▶ **Directions**
- A) From the article on the Belgian sourdough library below, set down word for word the passage that begins with the words containing "Photo: Rik Verbraeken/Puratos" and ends with "bread baking too.".
- B) In the article on the Belgian sourdough library below, which country supplied most of the starters Karl De Smedt gathered?

Text section: Begin

Photo: Rik Verbraeken/Puratos Sourdough Library

Attention Amateur Bakers: This Sourdough Library Offers Virtual Tours

News Food + Drink
by Elisabeth Sherman Apr 15, 2020

There are few trends born out of the coronavirus pandemic and the resulting quarantine that have become more omnipresent than baking bread. And it’s not just experienced home cooks whipping up their own loaves during periods of self-isolation-induced boredom. People who never considered themselves bakers before the pandemic are experimenting with bread baking too.

The pastime has become so popular that King Arthur flour reported that the website’s March traffic was higher than last Thanksgiving. No longer is baking bread the realm of auteur, or a task deemed too time consuming for the average person to master. Yes, our national bread obsession is in full swing, which is why it might interest some new bread obsessives that a Belgian library containing 120 sourdough starters is now offering virtual tours.

Karl De Smedt, a baker by training, is the librarian at the Puratos Sourdough Library in St. Vith, Belgium, which opened in 2013. But according to Smithsonian Magazine, De Smedt began traveling the world gathering the starters that now make up much of the library’s collection in 1989. He found most of the starters in Italy, though there are starters from the United States, Greece, and China as well. The Belgian bakery supply company Puratos funded De Smedt’s efforts, and eventually suggested that the company open up a gallery in which to display the starters.

The virtual tour offers a 360-degree view of the facility, which is lined with refrigerated cabinets containing just 12 of 125 starters that Puratos keeps in storage. De Smedt is on hand to give a brief introduction to the collection and the facility, and there are short videos detailing the history and story behind each of the displayed starters.

If you want to get even more background on the collection, the website Quest for Sourdough catalogues each of De Smedt’s discoveries, including the Kosmas sourdough, from a small village in Greece, that is fed with holy water. No doubt anyone who picked up bread baking in quarantine will be interested in learning more about the vast and complex tradition behind their new hobby. Maybe this bread obsession won’t last forever, but at least the people who indulged it learned a new skill, and even a little history, that will last a lifetime.

Text section: End
Extracted entries: Begin

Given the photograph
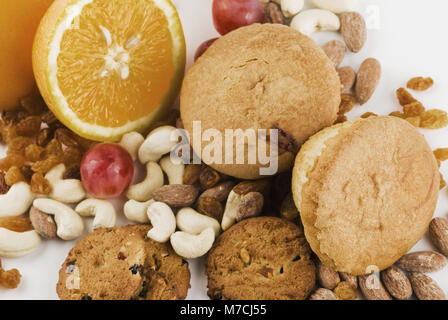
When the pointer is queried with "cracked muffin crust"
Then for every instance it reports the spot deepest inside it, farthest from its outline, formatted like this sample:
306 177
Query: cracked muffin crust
120 264
366 191
261 77
262 258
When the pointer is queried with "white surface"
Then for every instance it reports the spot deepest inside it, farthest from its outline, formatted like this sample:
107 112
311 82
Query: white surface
407 43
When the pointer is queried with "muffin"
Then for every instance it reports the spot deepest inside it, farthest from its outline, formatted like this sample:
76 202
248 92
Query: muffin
265 76
366 191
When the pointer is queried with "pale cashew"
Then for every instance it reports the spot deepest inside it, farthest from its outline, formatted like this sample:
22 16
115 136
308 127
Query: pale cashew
163 222
173 169
137 211
310 21
70 224
291 7
131 142
102 210
336 6
154 180
17 201
191 246
193 222
159 142
64 190
17 244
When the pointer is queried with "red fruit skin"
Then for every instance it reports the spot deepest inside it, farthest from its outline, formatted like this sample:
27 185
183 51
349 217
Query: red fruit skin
203 47
106 170
229 15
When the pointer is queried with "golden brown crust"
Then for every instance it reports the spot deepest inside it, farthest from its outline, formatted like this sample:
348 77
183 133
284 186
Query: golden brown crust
120 264
262 258
261 77
370 196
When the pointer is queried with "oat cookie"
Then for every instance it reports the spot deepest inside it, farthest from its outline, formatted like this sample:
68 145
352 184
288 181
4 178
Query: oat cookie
261 258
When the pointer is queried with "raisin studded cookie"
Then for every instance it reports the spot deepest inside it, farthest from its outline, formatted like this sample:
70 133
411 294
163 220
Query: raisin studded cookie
264 258
366 191
121 263
263 76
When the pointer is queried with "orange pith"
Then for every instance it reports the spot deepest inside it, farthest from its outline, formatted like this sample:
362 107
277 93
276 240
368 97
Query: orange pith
115 63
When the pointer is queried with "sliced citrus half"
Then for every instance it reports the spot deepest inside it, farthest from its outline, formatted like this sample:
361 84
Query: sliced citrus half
107 67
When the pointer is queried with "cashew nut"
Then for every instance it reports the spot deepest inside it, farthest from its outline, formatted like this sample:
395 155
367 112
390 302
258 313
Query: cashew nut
336 6
131 142
193 222
137 211
159 142
163 222
64 190
102 210
154 179
173 169
17 201
291 7
70 224
192 246
17 244
310 21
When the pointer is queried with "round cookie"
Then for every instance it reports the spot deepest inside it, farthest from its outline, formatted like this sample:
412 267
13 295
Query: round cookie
366 191
121 263
264 258
264 76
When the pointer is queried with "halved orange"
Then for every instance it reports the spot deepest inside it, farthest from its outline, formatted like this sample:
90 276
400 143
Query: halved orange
107 67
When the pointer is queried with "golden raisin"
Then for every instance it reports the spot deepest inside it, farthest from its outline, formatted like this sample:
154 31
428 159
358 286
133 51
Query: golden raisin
420 83
344 291
16 224
10 279
39 184
11 160
434 119
414 109
18 145
415 121
43 166
441 154
348 101
404 97
13 176
33 152
29 127
368 114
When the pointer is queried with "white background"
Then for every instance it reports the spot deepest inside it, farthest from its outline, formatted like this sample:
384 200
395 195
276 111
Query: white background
407 36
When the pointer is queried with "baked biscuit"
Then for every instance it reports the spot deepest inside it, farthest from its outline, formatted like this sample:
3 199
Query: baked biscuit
262 258
265 76
366 191
120 264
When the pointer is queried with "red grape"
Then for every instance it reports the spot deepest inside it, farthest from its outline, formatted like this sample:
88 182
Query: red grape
106 170
229 15
203 47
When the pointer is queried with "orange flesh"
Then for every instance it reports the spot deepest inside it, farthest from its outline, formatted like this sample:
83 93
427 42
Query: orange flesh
92 71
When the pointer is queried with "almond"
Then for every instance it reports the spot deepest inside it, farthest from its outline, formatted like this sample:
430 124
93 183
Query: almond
397 283
353 30
347 76
176 195
335 50
372 288
422 261
438 232
368 78
425 288
327 277
323 294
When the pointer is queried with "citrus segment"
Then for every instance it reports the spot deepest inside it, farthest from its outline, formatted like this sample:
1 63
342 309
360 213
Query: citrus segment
107 67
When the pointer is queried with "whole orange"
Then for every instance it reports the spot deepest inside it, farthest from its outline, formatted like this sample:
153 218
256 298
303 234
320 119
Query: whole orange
19 20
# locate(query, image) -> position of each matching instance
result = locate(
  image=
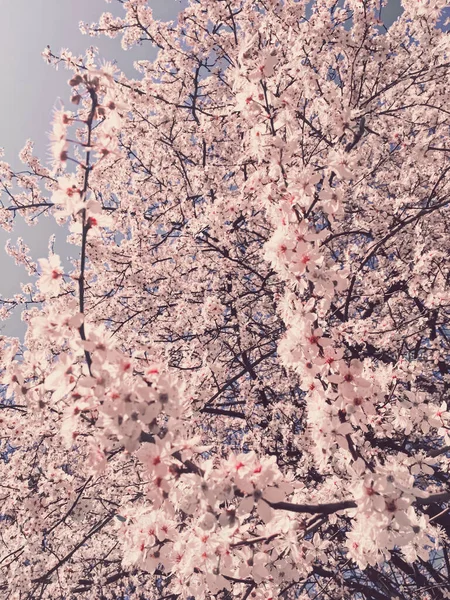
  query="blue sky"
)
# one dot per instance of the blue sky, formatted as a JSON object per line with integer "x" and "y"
{"x": 31, "y": 89}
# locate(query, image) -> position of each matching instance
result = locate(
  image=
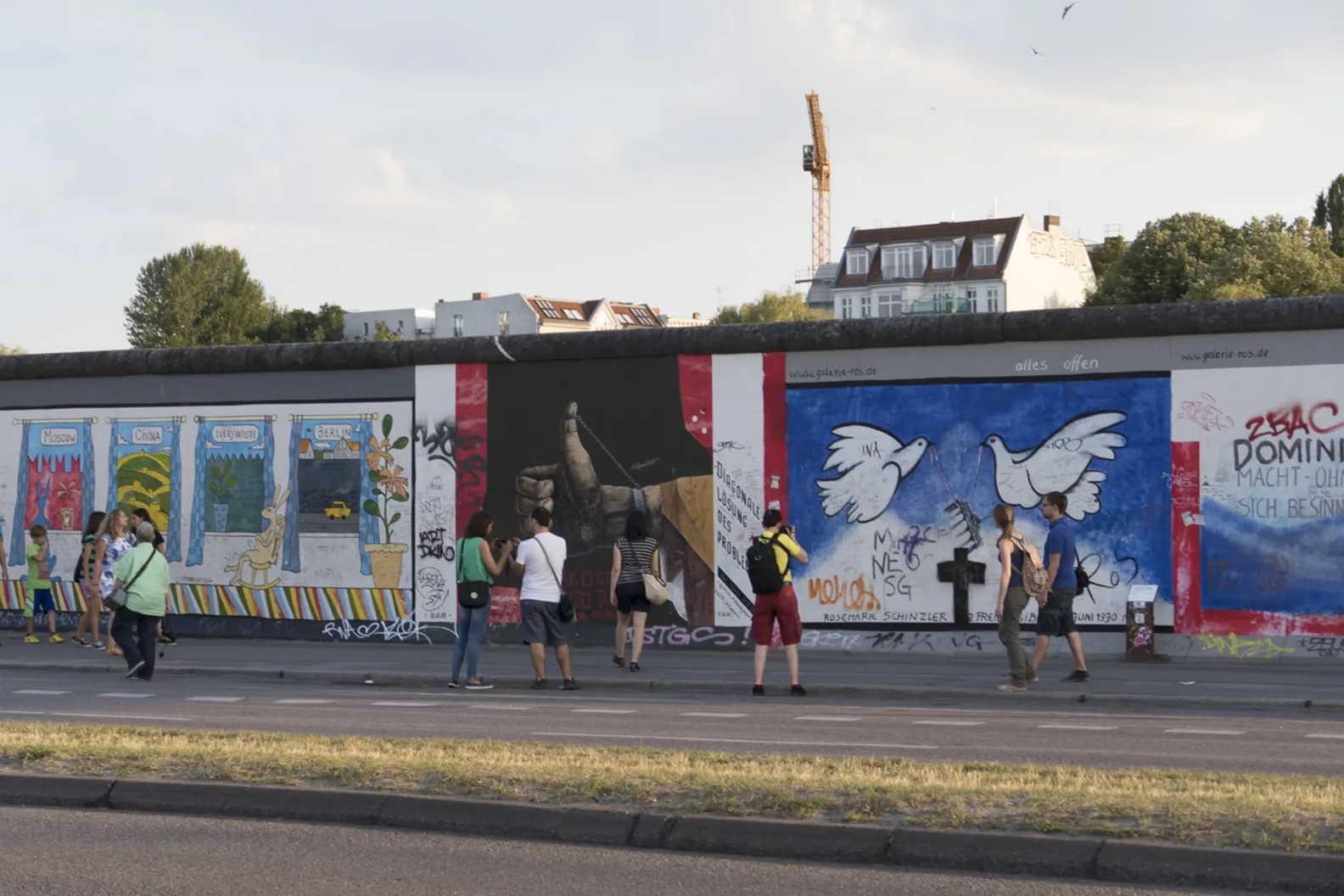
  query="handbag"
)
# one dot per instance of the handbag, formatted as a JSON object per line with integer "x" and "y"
{"x": 566, "y": 606}
{"x": 119, "y": 596}
{"x": 655, "y": 589}
{"x": 472, "y": 596}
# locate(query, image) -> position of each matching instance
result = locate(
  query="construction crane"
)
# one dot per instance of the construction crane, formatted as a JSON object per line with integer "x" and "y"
{"x": 816, "y": 161}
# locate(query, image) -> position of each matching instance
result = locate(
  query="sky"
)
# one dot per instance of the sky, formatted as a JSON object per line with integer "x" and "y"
{"x": 395, "y": 154}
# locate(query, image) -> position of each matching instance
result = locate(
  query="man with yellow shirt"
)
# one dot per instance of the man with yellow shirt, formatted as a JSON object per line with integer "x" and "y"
{"x": 768, "y": 567}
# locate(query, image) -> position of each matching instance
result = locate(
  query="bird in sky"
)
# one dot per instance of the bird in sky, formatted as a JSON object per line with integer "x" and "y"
{"x": 1059, "y": 463}
{"x": 871, "y": 463}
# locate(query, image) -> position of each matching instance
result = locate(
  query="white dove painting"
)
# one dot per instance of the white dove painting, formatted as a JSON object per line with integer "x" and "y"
{"x": 1059, "y": 463}
{"x": 871, "y": 463}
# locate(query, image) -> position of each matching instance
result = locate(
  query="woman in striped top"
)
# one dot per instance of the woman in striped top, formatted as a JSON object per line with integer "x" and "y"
{"x": 632, "y": 557}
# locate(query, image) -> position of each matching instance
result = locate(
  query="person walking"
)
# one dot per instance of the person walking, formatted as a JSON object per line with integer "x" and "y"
{"x": 113, "y": 543}
{"x": 632, "y": 557}
{"x": 1056, "y": 615}
{"x": 542, "y": 560}
{"x": 1019, "y": 562}
{"x": 476, "y": 571}
{"x": 772, "y": 580}
{"x": 87, "y": 576}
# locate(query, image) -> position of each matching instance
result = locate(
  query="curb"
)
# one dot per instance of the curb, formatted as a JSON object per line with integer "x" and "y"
{"x": 1001, "y": 854}
{"x": 895, "y": 692}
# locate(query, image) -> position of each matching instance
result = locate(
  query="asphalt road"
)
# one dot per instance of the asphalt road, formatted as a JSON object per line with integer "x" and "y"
{"x": 77, "y": 854}
{"x": 1302, "y": 742}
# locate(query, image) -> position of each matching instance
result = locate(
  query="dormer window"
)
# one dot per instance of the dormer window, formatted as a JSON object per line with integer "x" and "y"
{"x": 985, "y": 253}
{"x": 944, "y": 255}
{"x": 856, "y": 262}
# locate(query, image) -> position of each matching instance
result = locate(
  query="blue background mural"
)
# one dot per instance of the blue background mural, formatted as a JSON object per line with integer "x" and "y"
{"x": 1134, "y": 518}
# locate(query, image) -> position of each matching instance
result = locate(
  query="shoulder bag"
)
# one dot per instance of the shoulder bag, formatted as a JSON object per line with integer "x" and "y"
{"x": 566, "y": 606}
{"x": 119, "y": 596}
{"x": 655, "y": 589}
{"x": 471, "y": 594}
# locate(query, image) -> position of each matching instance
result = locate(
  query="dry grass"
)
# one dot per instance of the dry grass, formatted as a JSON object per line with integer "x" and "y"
{"x": 1187, "y": 806}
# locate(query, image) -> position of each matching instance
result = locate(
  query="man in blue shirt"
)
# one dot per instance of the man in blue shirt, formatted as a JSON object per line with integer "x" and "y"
{"x": 1056, "y": 615}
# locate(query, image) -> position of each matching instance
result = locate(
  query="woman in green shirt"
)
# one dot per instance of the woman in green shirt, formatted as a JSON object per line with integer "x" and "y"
{"x": 476, "y": 571}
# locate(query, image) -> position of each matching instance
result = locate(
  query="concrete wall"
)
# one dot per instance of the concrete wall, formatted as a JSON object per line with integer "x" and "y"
{"x": 1201, "y": 446}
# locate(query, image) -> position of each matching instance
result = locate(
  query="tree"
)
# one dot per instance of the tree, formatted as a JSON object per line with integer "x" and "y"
{"x": 1164, "y": 260}
{"x": 1330, "y": 214}
{"x": 770, "y": 308}
{"x": 198, "y": 296}
{"x": 301, "y": 325}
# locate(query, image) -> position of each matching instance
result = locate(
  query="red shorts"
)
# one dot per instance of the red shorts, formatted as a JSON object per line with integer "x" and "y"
{"x": 777, "y": 608}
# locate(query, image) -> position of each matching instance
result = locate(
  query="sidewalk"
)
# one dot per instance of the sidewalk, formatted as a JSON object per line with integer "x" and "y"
{"x": 1184, "y": 683}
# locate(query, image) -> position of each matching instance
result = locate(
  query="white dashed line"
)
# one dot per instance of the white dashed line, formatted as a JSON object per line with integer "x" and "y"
{"x": 730, "y": 741}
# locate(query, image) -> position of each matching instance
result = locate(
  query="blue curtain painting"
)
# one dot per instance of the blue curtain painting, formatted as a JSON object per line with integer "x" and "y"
{"x": 55, "y": 462}
{"x": 227, "y": 440}
{"x": 144, "y": 469}
{"x": 328, "y": 484}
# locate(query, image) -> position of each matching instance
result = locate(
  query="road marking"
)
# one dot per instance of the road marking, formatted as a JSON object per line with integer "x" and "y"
{"x": 407, "y": 704}
{"x": 729, "y": 741}
{"x": 1078, "y": 727}
{"x": 607, "y": 712}
{"x": 948, "y": 723}
{"x": 119, "y": 716}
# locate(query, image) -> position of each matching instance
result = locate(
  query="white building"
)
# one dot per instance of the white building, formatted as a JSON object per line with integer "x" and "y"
{"x": 994, "y": 265}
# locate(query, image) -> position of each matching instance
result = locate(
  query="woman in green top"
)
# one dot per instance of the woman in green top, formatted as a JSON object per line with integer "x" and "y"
{"x": 476, "y": 564}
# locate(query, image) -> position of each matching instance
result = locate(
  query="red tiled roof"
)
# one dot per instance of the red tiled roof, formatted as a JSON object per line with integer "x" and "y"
{"x": 966, "y": 230}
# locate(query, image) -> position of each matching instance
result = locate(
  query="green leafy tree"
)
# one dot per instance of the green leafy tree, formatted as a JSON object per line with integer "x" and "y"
{"x": 1166, "y": 260}
{"x": 198, "y": 296}
{"x": 769, "y": 308}
{"x": 1330, "y": 214}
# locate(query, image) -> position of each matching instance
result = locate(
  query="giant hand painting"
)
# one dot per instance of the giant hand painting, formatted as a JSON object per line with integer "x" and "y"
{"x": 891, "y": 488}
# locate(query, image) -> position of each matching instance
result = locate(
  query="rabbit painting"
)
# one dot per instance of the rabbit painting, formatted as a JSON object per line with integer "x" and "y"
{"x": 265, "y": 551}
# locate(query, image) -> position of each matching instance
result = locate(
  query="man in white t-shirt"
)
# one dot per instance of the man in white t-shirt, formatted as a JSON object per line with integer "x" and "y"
{"x": 542, "y": 559}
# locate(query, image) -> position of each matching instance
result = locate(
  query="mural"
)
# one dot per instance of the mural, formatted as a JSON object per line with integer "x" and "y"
{"x": 1257, "y": 488}
{"x": 891, "y": 490}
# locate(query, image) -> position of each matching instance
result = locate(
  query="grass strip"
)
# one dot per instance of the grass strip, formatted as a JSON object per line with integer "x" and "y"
{"x": 1266, "y": 812}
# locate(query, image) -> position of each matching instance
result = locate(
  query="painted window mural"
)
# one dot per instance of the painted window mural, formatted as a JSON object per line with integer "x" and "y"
{"x": 891, "y": 488}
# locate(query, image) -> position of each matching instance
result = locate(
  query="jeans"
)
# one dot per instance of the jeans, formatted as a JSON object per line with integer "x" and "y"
{"x": 137, "y": 637}
{"x": 471, "y": 626}
{"x": 1010, "y": 631}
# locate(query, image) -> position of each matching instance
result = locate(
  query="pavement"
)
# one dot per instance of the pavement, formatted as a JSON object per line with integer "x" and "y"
{"x": 1185, "y": 683}
{"x": 92, "y": 854}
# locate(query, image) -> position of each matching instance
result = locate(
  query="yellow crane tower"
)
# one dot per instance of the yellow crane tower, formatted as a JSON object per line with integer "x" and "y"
{"x": 816, "y": 161}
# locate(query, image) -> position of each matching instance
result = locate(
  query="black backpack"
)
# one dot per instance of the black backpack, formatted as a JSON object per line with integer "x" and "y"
{"x": 764, "y": 566}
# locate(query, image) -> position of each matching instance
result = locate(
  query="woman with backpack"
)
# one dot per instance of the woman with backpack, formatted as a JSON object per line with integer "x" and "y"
{"x": 1022, "y": 578}
{"x": 633, "y": 557}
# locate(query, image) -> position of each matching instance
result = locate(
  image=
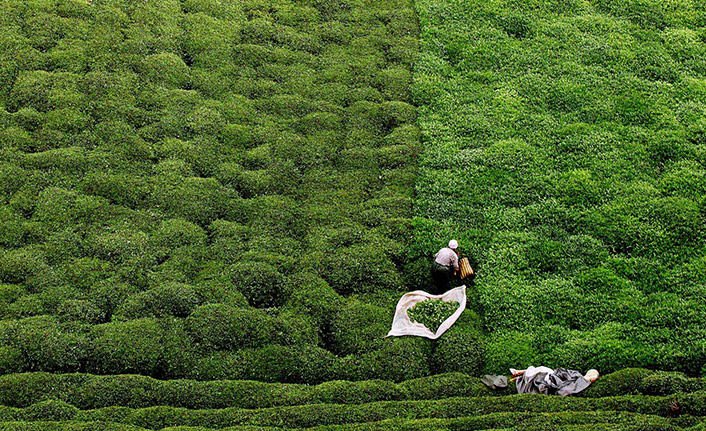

Extracted entries: End

▶ **Exercise solutions**
- A)
Photo: Rik Verbraeken/Puratos Sourdough Library

Attention Amateur Bakers: This Sourdough Library Offers Virtual Tours

News Food + Drink
by Elisabeth Sherman Apr 15, 2020

There are few trends born out of the coronavirus pandemic and the resulting quarantine that have become more omnipresent than baking bread. And it’s not just experienced home cooks whipping up their own loaves during periods of self-isolation-induced boredom. People who never considered themselves bakers before the pandemic are experimenting with bread baking too.

- B) Italy.